• Records provided:
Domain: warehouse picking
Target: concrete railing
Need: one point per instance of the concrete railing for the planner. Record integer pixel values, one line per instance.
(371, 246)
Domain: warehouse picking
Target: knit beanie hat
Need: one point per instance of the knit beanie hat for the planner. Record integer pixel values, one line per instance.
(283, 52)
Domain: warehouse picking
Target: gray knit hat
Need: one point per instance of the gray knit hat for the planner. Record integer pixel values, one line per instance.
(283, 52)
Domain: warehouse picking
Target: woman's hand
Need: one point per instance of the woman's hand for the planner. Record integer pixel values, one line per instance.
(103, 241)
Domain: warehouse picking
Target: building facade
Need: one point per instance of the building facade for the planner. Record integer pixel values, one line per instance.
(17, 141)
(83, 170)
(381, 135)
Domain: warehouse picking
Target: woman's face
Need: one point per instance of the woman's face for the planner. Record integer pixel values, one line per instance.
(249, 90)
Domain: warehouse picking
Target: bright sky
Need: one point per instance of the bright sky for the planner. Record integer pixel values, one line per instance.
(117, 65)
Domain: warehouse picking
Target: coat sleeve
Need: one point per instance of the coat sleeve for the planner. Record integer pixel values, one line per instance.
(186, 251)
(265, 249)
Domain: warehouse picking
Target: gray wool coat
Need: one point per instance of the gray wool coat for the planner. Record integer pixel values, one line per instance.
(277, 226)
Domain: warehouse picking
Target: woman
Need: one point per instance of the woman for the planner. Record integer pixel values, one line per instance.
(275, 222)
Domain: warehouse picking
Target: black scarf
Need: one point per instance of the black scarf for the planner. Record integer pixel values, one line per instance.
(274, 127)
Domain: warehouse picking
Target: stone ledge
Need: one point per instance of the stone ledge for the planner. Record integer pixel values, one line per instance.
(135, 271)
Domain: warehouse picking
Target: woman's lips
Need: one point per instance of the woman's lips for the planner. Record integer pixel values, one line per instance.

• To be done: Repeat the records above exactly, from the first line to the last.

• In response:
Domain: warehouse picking
Target: concrete railing
Need: one point per instance of the concrete railing for the planner. Record integer pixel values, one line per instance.
(371, 246)
Domain: warehouse picking
Target: knit beanie hat
Need: one point per instance of the knit beanie hat for the planner. Record integer pixel values, one line per instance.
(283, 52)
Domain: warehouse picking
Target: gray knit hat
Need: one point per instance of the gray knit hat for the planner. Record integer pixel values, one line per instance.
(283, 52)
Domain: warehouse picking
Target: woman's hand
Need: one point per instance of the woman's hand for the planner. Record integer pixel values, one line per instance.
(103, 241)
Domain: warehouse picking
Target: building facade
Need: one point per instance of the building facade for the planner. Record integer pixel values, one line per instance.
(17, 141)
(83, 170)
(381, 135)
Domain: warehouse picking
Target: woman's face
Need: one point per instance of the woman's face for the planner. Record integer pixel values, one line per instance.
(249, 90)
Domain: warehouse picking
Target: bright sky
Need: one point per instance of the bright sky for the planner. Record integer pixel values, one line per instance.
(117, 65)
Domain: warehouse picking
Target: coat sleeve
Need: one point per instance of the coat sleeve for the planner. Record integer pixel values, one line per instance.
(186, 251)
(265, 249)
Domain: warehouse picking
Target: gray wool coat
Need: one point per instance of the gray wool coat for the planner. Record integer pixel values, one line per instance.
(277, 226)
Domain: warehouse picking
Target: woman
Need: one point per instance of the woman for the planner. Record integer pixel values, one line per instance.
(275, 222)
Domain: warehouse picking
Target: black scarf
Need: one point per instance of the black scarf for the planner. Record integer pixel values, one line per instance.
(274, 127)
Domain: warehouse picking
Target: stone ledge
Need: one point per instance of the stone ledge for the planner. Record integer pixel values, one line per instance.
(135, 271)
Domain: warehouse picking
Target: woman's lips
Need: one point per instance of the woman's lips for the planner. Record integer pixel values, one line per instance.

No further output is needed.